(SOURCE EXTRACT)
********
For example, the data from Table 1 of Saitou and Nei (1987) can be represented by the following comma-separated value (CSV) file:

,a,b,c,d,e,f,g,h
a,0,7,8,11,13,16,13,17
b,7,0,5,8,10,13,10,14
c,8,5,0,5,7,10,7,11
d,11,8,5,0,8,11,8,12
e,13,10,7,8,0,5,6,10
f,16,13,10,11,5,0,9,13
g,13,10,7,8,6,9,0,8
h,17,14,11,12,10,13,8,0

(Note the empty cell of the first column of the first row).

This file can be instantiated into a PhylogeneticDistanceMatrix by the following, which specifies the keyword argument delimiter="," for correct parsing:

import dendropy
pdm1 = dendropy.PhylogeneticDistanceMatrix.from_csv(
        src=open("data.csv"),
        delimiter=",")

If tabs were used as a delimiter instead, then delimiter="\t" would be specified:

import dendropy
pdm1 = dendropy.PhylogeneticDistanceMatrix.from_csv(
        src=open("data.tsv"),
        delimiter="\t")

In the above examples, the taxon namespace into which the data was read was a new one, created by default. In many cases, e.g. if you want to compare the data to data from other sources, you will want to ensure that the TaxonNamespace is shared. You do this by passing in a TaxonNamespace instance using the taxon_namespace argument:

#! /usr/bin/env python

import dendropy

tns = dendropy.TaxonNamespace()
mle_tree = dendropy.Tree.get(
        path="pythonidae.mle.nex",
        schema="nexus",
        taxon_namespace=tns)
pdm = dendropy.PhylogeneticDistanceMatrix.from_csv(
        src=open("pythonidae.mle.weighted.pdm.csv"),
        delimiter=",",
        taxon_namespace=tns)

Note that if you do pass in a non-empty TaxonNamespace value using the taxon_namespace argument, by default the reading process protects any new Taxon objects from being created in this taxon namespace. This is to protect the integrity of the taxon namespace from errors due to inadverent label mismatches (see note below). You can specify is_allow_new_taxa=True to relax this restriction.
********
(PROVIDED INFORMATION)
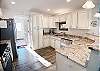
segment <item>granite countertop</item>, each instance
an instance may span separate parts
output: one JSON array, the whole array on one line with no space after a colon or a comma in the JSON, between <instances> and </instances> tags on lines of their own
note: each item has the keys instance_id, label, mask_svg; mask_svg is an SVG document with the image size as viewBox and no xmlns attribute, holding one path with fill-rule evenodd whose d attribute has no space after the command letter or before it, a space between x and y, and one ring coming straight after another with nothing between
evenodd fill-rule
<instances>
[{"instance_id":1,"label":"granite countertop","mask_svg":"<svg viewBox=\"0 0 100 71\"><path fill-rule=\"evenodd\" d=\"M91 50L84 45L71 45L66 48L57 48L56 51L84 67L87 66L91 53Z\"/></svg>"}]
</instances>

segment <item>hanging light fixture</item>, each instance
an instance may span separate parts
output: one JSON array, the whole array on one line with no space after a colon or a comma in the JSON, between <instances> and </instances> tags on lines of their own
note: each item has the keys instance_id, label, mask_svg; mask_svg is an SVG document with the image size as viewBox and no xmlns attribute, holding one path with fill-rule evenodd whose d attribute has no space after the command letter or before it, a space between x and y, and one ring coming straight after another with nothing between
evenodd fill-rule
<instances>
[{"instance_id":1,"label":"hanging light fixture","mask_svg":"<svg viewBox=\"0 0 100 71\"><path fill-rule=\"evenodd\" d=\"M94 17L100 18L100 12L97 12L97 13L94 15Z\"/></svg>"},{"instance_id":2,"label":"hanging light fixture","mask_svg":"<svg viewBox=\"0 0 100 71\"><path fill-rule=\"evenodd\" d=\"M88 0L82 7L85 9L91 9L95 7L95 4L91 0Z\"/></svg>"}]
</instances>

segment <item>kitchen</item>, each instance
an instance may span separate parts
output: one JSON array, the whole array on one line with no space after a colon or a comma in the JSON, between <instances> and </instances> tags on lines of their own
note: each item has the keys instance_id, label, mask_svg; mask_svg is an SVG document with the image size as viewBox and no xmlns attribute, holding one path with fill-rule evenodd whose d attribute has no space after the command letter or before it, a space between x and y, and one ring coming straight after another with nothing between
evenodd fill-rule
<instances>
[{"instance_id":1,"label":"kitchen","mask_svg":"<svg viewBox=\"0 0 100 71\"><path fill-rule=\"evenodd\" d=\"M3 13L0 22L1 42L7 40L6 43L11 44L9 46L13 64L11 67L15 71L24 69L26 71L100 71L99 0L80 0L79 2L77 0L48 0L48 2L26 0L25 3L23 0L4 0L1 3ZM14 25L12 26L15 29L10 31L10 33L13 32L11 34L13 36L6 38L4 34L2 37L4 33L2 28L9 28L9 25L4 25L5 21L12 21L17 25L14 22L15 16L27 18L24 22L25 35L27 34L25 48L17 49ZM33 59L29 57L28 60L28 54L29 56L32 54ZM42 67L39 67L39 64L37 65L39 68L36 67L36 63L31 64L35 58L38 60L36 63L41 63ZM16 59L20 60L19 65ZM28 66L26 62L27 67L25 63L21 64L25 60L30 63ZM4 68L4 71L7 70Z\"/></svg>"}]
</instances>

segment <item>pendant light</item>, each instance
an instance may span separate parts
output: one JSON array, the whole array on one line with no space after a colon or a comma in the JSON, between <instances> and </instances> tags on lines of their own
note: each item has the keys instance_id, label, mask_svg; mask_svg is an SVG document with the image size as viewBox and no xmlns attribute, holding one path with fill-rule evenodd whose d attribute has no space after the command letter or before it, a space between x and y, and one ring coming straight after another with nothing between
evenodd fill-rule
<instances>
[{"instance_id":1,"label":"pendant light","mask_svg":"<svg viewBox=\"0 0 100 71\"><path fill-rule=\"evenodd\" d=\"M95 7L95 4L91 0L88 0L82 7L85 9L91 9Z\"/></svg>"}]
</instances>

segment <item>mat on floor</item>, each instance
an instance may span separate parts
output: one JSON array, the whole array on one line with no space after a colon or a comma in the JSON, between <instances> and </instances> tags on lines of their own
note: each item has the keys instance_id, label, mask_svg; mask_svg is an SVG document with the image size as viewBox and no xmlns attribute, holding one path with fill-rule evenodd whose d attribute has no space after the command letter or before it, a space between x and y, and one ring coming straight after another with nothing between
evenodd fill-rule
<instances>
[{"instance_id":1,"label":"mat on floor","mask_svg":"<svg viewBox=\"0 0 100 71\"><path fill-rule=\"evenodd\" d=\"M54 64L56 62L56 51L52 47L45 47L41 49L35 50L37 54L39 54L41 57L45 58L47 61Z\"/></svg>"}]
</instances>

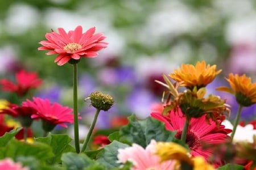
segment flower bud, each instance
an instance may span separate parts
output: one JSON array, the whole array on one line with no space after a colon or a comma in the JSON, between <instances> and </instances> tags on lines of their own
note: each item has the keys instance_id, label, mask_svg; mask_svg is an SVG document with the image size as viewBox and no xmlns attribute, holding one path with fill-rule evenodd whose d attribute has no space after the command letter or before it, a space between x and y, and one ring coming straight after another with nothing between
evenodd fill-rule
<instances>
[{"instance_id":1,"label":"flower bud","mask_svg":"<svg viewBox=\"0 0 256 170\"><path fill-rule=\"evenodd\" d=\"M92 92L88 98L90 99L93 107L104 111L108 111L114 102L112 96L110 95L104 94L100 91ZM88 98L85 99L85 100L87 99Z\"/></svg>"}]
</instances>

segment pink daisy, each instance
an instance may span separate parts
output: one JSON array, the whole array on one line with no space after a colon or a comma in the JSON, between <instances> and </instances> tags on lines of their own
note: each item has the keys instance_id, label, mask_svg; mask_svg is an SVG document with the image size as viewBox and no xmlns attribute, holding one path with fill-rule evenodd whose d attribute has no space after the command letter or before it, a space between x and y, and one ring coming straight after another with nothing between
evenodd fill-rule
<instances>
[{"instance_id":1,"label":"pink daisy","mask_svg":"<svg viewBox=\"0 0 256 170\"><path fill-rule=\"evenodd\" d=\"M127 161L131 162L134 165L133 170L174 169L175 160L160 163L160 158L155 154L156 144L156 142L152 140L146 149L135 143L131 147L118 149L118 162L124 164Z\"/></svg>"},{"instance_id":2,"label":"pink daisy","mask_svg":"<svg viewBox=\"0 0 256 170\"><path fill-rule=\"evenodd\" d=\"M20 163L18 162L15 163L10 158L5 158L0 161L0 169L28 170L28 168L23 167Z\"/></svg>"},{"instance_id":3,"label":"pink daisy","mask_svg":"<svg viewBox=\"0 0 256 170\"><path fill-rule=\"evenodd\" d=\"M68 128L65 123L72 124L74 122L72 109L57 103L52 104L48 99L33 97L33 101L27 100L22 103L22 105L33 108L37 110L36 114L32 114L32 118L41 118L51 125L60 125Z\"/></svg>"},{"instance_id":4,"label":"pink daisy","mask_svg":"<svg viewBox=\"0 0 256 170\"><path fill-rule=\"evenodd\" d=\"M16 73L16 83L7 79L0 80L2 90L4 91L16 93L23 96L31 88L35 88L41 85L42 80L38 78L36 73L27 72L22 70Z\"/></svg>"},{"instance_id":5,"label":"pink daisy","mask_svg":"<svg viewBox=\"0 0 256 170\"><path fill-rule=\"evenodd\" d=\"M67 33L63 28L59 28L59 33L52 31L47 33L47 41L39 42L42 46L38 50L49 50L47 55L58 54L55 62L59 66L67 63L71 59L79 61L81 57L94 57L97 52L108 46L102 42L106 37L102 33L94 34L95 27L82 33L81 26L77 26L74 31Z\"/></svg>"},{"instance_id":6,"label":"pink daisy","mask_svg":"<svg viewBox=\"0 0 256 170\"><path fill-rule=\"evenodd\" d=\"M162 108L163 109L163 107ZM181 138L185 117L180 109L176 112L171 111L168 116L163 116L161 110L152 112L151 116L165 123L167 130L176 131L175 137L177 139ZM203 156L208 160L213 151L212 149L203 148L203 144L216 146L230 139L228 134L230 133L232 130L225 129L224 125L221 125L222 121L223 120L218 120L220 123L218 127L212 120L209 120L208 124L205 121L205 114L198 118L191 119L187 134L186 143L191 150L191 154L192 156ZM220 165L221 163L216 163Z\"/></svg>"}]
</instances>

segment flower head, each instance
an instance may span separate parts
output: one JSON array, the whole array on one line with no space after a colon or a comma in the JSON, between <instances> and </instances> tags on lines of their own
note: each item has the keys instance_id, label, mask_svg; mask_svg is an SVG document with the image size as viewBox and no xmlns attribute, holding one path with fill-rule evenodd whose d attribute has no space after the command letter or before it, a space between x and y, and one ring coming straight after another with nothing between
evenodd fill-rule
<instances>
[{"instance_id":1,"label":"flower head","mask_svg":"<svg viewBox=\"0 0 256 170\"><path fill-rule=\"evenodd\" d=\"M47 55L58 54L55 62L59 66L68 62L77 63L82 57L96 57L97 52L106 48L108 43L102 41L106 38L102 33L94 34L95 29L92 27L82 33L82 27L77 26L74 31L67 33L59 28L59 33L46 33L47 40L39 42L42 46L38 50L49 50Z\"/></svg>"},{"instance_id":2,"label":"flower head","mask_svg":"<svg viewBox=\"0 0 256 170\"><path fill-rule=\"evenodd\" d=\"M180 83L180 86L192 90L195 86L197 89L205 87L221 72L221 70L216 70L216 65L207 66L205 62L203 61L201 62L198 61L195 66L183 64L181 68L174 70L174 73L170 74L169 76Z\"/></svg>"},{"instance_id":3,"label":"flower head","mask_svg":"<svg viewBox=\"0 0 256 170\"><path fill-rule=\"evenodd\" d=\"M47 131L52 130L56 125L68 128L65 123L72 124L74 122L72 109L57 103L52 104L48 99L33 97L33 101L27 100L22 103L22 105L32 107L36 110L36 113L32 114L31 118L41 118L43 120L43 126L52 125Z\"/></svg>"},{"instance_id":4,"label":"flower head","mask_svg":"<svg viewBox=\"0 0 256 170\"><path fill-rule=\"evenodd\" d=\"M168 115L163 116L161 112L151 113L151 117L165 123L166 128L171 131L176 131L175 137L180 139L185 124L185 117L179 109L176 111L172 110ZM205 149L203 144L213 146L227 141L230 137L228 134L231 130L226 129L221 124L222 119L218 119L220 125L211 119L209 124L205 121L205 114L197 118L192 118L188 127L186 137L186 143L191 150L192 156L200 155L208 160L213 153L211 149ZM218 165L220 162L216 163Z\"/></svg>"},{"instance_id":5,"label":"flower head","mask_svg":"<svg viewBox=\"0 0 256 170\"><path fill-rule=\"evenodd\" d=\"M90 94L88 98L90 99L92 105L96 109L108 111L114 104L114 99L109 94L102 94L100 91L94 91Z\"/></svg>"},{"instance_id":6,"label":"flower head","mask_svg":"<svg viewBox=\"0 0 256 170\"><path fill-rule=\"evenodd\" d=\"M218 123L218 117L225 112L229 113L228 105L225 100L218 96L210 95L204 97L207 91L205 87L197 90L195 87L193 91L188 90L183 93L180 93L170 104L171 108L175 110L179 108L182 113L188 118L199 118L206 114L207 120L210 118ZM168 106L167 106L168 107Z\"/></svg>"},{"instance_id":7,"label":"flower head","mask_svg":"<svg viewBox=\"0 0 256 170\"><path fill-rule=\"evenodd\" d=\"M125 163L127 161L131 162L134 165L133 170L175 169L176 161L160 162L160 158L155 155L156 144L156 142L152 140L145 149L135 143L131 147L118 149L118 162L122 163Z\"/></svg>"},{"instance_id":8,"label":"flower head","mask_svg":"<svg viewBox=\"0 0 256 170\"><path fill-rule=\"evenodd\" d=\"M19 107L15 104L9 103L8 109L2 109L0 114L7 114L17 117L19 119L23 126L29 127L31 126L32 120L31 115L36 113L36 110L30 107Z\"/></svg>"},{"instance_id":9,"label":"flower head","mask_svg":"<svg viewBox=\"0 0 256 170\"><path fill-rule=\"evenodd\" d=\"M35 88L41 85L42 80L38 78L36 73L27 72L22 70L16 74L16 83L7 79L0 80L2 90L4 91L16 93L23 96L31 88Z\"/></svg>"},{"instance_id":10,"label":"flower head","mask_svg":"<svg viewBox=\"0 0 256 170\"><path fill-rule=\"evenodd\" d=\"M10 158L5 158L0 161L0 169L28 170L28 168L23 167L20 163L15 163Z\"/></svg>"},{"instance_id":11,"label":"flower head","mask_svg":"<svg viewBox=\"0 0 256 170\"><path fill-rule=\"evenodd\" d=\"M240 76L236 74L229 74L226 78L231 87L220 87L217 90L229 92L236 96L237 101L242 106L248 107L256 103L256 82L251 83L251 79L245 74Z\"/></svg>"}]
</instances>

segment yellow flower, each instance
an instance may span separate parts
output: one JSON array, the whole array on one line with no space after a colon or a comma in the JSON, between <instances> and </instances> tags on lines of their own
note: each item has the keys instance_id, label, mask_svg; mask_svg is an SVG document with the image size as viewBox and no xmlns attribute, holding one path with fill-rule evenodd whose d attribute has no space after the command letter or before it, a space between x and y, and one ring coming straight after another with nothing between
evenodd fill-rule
********
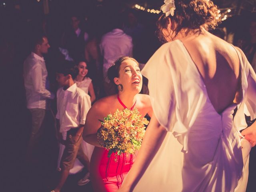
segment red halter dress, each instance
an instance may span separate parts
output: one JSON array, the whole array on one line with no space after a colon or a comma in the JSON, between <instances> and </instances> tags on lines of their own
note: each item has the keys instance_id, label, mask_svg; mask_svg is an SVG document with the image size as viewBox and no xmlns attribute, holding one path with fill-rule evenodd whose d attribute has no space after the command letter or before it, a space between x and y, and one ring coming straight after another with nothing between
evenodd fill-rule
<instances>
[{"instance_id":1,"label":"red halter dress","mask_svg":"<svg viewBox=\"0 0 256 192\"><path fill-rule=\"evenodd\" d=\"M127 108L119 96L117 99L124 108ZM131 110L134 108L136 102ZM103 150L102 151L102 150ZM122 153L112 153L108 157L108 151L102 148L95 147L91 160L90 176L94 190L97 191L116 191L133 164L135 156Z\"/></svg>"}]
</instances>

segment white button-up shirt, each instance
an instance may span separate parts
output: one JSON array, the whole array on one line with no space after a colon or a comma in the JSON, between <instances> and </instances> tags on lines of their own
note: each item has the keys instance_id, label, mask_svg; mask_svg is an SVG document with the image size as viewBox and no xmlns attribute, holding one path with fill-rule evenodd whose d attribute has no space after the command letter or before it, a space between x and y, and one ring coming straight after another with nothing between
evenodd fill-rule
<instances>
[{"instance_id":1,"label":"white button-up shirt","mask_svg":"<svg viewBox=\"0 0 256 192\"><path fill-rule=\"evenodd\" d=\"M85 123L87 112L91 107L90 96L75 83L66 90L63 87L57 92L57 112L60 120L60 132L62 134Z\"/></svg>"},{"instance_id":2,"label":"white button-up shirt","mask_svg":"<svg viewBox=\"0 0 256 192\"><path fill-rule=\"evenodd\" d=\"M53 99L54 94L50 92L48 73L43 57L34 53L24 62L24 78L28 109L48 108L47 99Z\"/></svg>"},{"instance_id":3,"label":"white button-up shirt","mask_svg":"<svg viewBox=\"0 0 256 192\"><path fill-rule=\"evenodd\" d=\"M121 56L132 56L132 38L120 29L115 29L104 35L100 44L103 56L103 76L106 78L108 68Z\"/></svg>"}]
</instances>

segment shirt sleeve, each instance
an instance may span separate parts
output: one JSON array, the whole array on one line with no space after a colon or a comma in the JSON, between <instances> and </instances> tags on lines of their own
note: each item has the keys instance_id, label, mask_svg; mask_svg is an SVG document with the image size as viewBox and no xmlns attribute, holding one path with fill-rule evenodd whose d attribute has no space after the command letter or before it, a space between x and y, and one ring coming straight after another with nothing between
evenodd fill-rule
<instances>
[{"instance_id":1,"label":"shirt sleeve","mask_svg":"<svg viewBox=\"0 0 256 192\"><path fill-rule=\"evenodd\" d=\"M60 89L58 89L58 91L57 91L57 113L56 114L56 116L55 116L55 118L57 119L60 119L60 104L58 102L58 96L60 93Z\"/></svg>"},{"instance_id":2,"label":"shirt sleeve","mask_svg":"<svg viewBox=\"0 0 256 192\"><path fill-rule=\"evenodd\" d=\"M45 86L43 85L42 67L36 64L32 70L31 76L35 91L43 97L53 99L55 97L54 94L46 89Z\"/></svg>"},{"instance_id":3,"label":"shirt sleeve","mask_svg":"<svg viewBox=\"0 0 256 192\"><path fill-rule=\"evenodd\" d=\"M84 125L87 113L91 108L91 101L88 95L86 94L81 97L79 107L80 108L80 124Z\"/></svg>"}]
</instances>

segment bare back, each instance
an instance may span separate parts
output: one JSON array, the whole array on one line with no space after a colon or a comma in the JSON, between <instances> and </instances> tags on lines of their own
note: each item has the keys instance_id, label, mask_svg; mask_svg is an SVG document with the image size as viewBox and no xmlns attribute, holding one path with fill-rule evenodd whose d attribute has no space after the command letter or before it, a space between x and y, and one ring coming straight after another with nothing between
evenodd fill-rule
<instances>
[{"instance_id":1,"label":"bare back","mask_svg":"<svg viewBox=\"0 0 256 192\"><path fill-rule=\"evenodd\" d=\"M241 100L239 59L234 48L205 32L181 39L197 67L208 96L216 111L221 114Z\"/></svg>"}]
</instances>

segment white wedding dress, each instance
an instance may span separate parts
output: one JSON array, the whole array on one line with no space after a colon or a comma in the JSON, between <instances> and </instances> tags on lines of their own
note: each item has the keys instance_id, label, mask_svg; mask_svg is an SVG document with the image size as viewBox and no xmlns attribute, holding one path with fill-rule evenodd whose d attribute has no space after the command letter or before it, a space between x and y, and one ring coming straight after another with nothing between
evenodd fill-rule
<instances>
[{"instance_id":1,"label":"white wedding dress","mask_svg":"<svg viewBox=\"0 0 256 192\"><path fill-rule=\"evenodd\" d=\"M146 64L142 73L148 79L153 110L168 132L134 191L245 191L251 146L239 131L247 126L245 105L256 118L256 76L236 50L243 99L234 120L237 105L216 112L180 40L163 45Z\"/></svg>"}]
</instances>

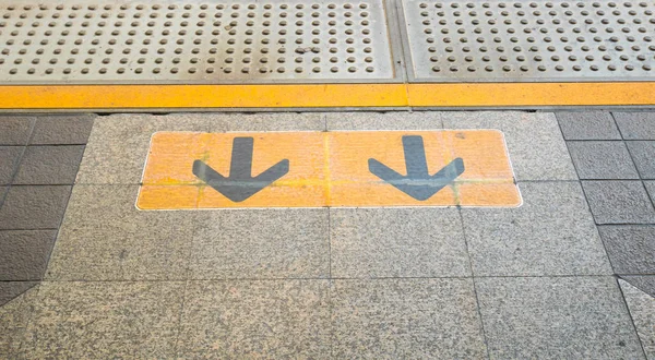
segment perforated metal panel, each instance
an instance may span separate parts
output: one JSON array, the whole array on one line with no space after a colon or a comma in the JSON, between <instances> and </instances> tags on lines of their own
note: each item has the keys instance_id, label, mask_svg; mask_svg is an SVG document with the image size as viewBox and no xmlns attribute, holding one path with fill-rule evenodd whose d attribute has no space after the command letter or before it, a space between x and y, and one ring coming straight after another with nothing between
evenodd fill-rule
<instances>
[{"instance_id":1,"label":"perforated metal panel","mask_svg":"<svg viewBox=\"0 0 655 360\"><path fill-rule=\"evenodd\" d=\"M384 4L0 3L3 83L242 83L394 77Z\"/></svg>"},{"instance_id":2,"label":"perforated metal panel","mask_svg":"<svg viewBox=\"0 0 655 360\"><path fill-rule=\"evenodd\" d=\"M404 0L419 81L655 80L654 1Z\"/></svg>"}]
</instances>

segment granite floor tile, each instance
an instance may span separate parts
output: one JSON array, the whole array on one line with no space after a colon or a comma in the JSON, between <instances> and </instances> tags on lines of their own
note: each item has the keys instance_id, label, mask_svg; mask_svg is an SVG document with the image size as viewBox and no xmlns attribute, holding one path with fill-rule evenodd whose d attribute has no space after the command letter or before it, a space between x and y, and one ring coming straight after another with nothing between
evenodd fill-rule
********
(CHALLENGES)
A: In the text on reading DendroPy distance matrices, which argument lets new Taxon objects be created when a non-empty TaxonNamespace is passed in?
B: Carry on the text on reading DendroPy distance matrices, starting after its final sentence.

(TASK ANSWERS)
A: is_allow_new_taxa=True

B:
Note

It is important that the taxon labels specified in the data source match the taxon labels of the Taxon objects with which you want to associate the data exactly. This includes taking into account format-based transformations. For example, by default, unless preserve_underscores=True is specified, when reading Newick and NEXUS format data underscores not protected by quotes will be translated into spaces. If the taxon labels in the distance file have underscores in them, however, by default these will not be translated into spaces. Thus the taxon “Python_regius” in a Newick/NEXUS tree file or a NEXUS character data file will be represented by “Python regius” internally, and this will not match the taxon label “Python_regius” given in the distance table. The solution is to ensure that the distance table file has spaces in place of underscores or use preserve_underscores=True when reading Newick/NEXUS data. For the former, in many cases you might be able to pass in a function to transform or translate the distance data table labels using the label_transform_fn argument of the from_csv method. E.g.:

label_transform_fn = lambda x: x.replace("_", " ")
pdm = dendropy.PhylogeneticDistanceMatrix.from_csv(
        src=open("pythonidae.mle.weighted.pdm.csv"),
        delimiter=",",
        label_transform_fn=label_transform_fn)

Calculating Patristic Distances and Most-Recent Common Ancestors (MRCA)

import dendropy

tree = dendropy.Tree.get(
        path="pythonidae.mle.nex",
        schema="nexus")
pdm = tree.phylogenetic_distance_matrix()
for idx1, taxon1 in enumerate(tree.taxon_namespace):
    for taxon2 in tree.taxon_namespace:
        mrca = pdm.mrca(taxon1, taxon2)
        weighted_patristic_distance = pdm.patristic_distance(taxon1, taxon2)
        unweighted_patristic_distance = pdm.path_edge_count(taxon1, taxon2)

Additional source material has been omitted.